# PASSAGE GIVEN
——————————
# Army Painting Challenge 2012 - August



## humakt

Here is the new thread for August.

This month is a chance to earn back one of your 'Too much real life' tokens. If you enter 2 units this month and have used any real life tokens previously I will let you claim one of these back.

Good luck everybody and keep those entries coming.


----------



## rxcky

So basically this month should be spent on less boozing and being hungover on days off and more time painting to make up for previous transgressions.

Lets get it on!

Oh, and I shall start this month with a Destroyer Lord


----------



## reavsie

Striking Scorpions this month:


----------



## Moriouce

May you earn a third RLC? I'll post my enty as soon as they arrive from GW.


----------



## Zero Effect

Woo Hoo August is here. 

For the Poisoned Vines we will be having another elite choice fulfilled - 

Trueborn


Good luck to all that enter.


----------



## Barnster

This month I will finally paint my Malanthrope!










Unfortunately I'm currently out of purple  so need to figure out how to paint purple in the new range!


----------



## Tawa

Attempt No.2 at those Sea Dogs! :blush:


----------



## imm0rtal reaper

I'll be trying to get 3 and 1/3 units of wraiths done:


----------



## The Wraithlord

Box of Immortals for me this month.


----------



## imm0rtal reaper

The Wraithlord said:


> Box of Immortals for me this month.


Lawl, I'm doing wraiths and you're doing imm0rtals, it was meant to be . . .


----------



## Taggerung

10 man firing squad of infantry for me.

If I get them done with time to spare, then I will also be trying to get my IN navy fleet totally done....or paint more guardsmen, we shall see.


----------



## lokis222

wazzdakka gutsmek and 5 warbiker boyz for me.


----------



## The Wraithlord

Lol that's awesome Imm.
——————————
# EXTRACTED ENTRIES

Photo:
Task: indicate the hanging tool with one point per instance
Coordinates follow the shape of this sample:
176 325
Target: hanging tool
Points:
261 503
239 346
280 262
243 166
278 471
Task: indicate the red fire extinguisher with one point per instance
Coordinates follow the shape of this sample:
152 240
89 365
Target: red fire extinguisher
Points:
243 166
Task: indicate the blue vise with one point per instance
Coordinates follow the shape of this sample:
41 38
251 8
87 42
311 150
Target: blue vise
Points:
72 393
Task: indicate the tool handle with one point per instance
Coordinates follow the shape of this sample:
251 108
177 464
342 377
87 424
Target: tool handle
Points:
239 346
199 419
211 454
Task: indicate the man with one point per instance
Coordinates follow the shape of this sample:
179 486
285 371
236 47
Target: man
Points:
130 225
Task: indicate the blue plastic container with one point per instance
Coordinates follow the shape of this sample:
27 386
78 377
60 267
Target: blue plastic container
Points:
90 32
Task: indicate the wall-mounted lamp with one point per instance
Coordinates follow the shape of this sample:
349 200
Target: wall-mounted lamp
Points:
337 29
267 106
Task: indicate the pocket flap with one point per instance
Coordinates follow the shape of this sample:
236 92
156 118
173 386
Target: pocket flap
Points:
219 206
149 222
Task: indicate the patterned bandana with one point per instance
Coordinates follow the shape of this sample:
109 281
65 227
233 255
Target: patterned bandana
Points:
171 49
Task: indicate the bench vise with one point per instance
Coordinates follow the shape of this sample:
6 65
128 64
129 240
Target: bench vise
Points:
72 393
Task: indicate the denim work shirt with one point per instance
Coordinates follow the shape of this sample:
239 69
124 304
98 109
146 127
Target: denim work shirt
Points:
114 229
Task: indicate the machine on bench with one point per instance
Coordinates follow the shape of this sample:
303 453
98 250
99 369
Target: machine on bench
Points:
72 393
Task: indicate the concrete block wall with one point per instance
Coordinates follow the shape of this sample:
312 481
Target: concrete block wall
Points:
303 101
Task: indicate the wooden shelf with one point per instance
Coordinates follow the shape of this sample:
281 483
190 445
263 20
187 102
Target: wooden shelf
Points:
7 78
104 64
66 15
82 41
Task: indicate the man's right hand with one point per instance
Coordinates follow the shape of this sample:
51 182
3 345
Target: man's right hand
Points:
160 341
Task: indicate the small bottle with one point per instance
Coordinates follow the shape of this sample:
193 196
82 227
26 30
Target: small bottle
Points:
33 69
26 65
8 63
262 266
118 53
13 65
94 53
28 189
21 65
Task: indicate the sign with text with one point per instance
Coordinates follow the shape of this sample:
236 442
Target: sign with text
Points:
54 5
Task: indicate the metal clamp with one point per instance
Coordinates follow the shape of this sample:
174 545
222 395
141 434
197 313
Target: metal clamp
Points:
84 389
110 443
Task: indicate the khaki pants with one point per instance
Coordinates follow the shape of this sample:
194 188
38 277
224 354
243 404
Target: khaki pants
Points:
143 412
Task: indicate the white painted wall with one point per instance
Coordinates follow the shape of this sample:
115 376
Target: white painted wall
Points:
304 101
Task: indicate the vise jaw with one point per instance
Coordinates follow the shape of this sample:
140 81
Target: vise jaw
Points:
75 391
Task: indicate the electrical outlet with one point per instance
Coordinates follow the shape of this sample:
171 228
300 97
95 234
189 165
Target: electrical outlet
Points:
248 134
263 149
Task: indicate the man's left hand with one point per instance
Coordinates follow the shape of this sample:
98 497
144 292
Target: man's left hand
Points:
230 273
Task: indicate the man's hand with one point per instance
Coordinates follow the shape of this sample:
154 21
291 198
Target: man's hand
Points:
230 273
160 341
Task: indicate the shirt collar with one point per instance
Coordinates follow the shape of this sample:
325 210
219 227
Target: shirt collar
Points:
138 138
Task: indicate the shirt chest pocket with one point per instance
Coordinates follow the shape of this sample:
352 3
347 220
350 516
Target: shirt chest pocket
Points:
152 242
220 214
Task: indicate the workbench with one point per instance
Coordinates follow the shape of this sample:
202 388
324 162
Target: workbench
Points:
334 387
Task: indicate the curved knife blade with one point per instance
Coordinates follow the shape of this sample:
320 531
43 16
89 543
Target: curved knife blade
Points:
——————————
# GIVEN INSTRUCTION 1
In the painting challenge thread, what does a participant need to do this month to claim back a 'Too much real life' token?
# GIVEN INSTRUCTION 2
Return the stretch of the painting challenge thread from "Here is the" through "of these back.".
# GIVEN INSTRUCTION 3
For each statement below, indicate whether it agrees with the painting challenge thread, and quote the words that decide it.
(a) Barnster plans to paint a Malanthrope this month.
(b) The Wraithlord is painting wraiths this month.
(c) Taggerung's firing squad is made up of 10 infantry.
Base your responses on the painting challenge thread alone, not on the entries.

# FULL RESPONSE 1
Enter 2 units this month, having used a real life token previously.

# FULL RESPONSE 2
Here is the new thread for August.

This month is a chance to earn back one of your 'Too much real life' tokens. If you enter 2 units this month and have used any real life tokens previously I will let you claim one of these back.

# FULL RESPONSE 3
(a) Yes: "This month I will finally paint my Malanthrope!"
(b) No: "Box of Immortals for me this month."
(c) Yes: "10 man firing squad of infantry for me."